[[ Provided entries, beginning ]]

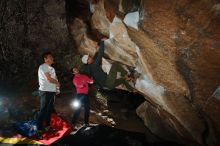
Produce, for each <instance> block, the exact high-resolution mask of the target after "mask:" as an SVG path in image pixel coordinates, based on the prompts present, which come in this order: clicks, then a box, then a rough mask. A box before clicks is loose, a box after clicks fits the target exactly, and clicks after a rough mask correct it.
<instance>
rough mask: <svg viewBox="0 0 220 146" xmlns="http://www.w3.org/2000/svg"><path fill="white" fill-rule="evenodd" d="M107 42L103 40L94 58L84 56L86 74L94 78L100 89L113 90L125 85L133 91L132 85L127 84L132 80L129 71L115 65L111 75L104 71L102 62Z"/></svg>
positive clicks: (113, 68) (87, 55)
mask: <svg viewBox="0 0 220 146" xmlns="http://www.w3.org/2000/svg"><path fill="white" fill-rule="evenodd" d="M105 40H106V39H102V40H101V42H100V44H99V50H98V52H97V53H96V54H95V56H94V57H92V56H90V55H84V56H83V57H82V62H83V63H84V64H85V70H84V71H85V73H87V74H88V75H89V76H92V77H93V79H94V81H95V85H97V86H98V87H100V88H104V87H106V88H108V89H110V90H111V89H114V88H115V87H117V86H119V85H122V84H123V85H125V87H126V88H127V89H128V90H129V91H133V87H131V85H130V84H129V83H128V82H127V81H128V80H130V78H129V77H128V74H127V71H126V70H125V69H124V68H123V67H122V66H121V65H119V64H117V63H113V64H112V67H111V69H110V72H109V74H107V73H106V72H104V71H103V69H102V67H101V62H102V57H103V55H104V49H105V44H104V41H105ZM117 73H120V75H121V78H117Z"/></svg>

[[ Provided entries, end ]]

(Action item) While leaving pictures out, reproduce exactly the lines from the beginning of the listing above through the line containing "rough mask: <svg", both ends included.

(Answer box)
Produce, for each <instance> block, the exact high-resolution mask of the target after "mask:" as an SVG path in image pixel coordinates, based on the prompts present, which come in this order: clicks, then a box, then a rough mask. A box before clicks is loose, a box after clicks fits the target exactly, and clicks after a rough mask correct it.
<instance>
rough mask: <svg viewBox="0 0 220 146" xmlns="http://www.w3.org/2000/svg"><path fill="white" fill-rule="evenodd" d="M107 42L103 40L94 58L84 56L86 74L94 78L100 89L113 90L125 85L133 91L132 85L127 84L132 80L129 71L115 65L111 75L104 71L102 62Z"/></svg>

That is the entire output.